### Selection ###

In the cinema classic Animal House, Mandy Pepperidge declines Otter’s request that they perform the horizontal bop again. “Don’t flatter yourself, Otter. It wasn’t that great.” With no intended slight to Gregg Olson, Oriole fans and the front office should recognize that this year’s Birds weren’t that great either.

That’s not to say the Birds didn’t have a great year, despite their breakdown in the stretch. At least this year they held on a little longer before taking their flop. “There are a lot of positives and a lot of negatives this season,” Manager John Oates says. “Right now, it’s easier to see the negatives.”

The Orioles came into the season without a right fielder, with one reliable—but injury-prone—starting pitcher, and with $3.5 million worth of peanut-brittle batting cleanup, and they stayed in the race for 145 games. “We battled all year,” second baseman Harold Reynolds said after the Orioles were eliminated by Sunday’s doubleheader loss to the Detroit Tigers.

“After everybody wrote us off in April and May, we made it all the way to be in a position to be in first place,” catcher Chris Hoiles added. “Anybody who watched us knows this team did a great job to battle back.”

But the most telling comment came from Ben McDonald during the penultimate homestand, before the Orioles started the fateful road trip that doomed their pennant hopes. “We don’t have the talent of the Blue Jays,” McDonald said. He spoke the truth. The Orioles’ personnel doesn’t stack up to the Blue Jays’ on paper or on the field. The Orioles’ brave battle shouldn’t encourage the front office to think otherwise.

“We expect people to get better with experience,” Oates said early in the year, mentioning Hoiles, third baseman Leo Gomez, and first baseman David Segui specifically though not exclusively. “With a year of experience, you think they should be able to take it to the next level. We need them to play to the level expected.” But, Oates admitted, “We have no track records to say they will.” In 1993, Hoiles had the kind of year he was on the way to having in 1992 before Tim Leary’s pitch broke his wrist.

Among the guys who do have track records, most met expectations. Cal Ripken put up his usual numbers. His 1991 MVP season and his 1992 dive both appear to have been aberrations. Coming off a career year in 1992, Brady Anderson’s base-stealing was down but the rest of his game remained together. He is a very good leadoff hitter, reaching base nearly 37 percent of the time as well as leading the club in extra-base hits. Mike Devereaux’s numbers translate to 90 RBI over a full schedule, though his home-run stats fell, perhaps due to his shoulder injury, and his poor throwing has been widely exploited by base runners. Harold Baines gave the Orioles the expected RBI punch. Still, with all that going right, the Orioles weren’t good enough.

###

__Set tasks__:
1 – In the Orioles column, how often does Brady Anderson reach base?
2 – How would you put this sentence from the Orioles column into Spanish: "The Orioles’ brave battle shouldn’t encourage the front office to think otherwise."
3 – Rewrite the Orioles column from "That’s not to" to "the Detroit Tigers.", putting "downsides" in place of "negatives".

### Data extract ###

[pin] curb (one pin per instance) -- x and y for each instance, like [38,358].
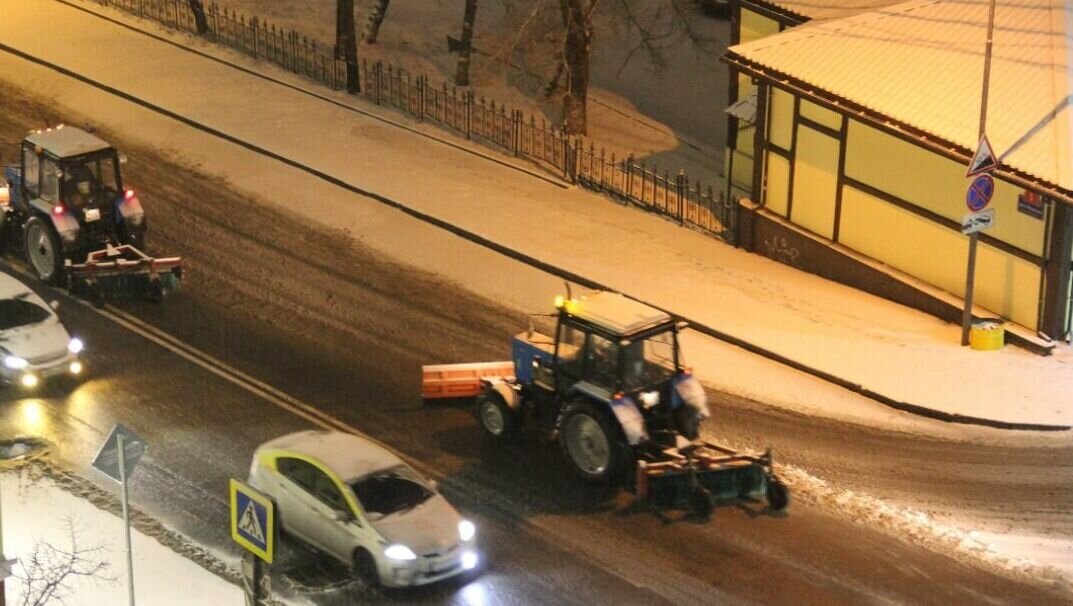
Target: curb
[546,267]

###

__Task-by-task answers__:
1 – Nearly 37 percent of the time.

2 – La valiente lucha de los Orioles no debería animar a la directiva a pensar lo contrario.

3 –
That’s not to say the Birds didn’t have a great year, despite their breakdown in the stretch. At least this year they held on a little longer before taking their flop. “There are a lot of positives and a lot of downsides this season,” Manager John Oates says. “Right now, it’s easier to see the downsides.”

The Orioles came into the season without a right fielder, with one reliable—but injury-prone—starting pitcher, and with $3.5 million worth of peanut-brittle batting cleanup, and they stayed in the race for 145 games. “We battled all year,” second baseman Harold Reynolds said after the Orioles were eliminated by Sunday’s doubleheader loss to the Detroit Tigers.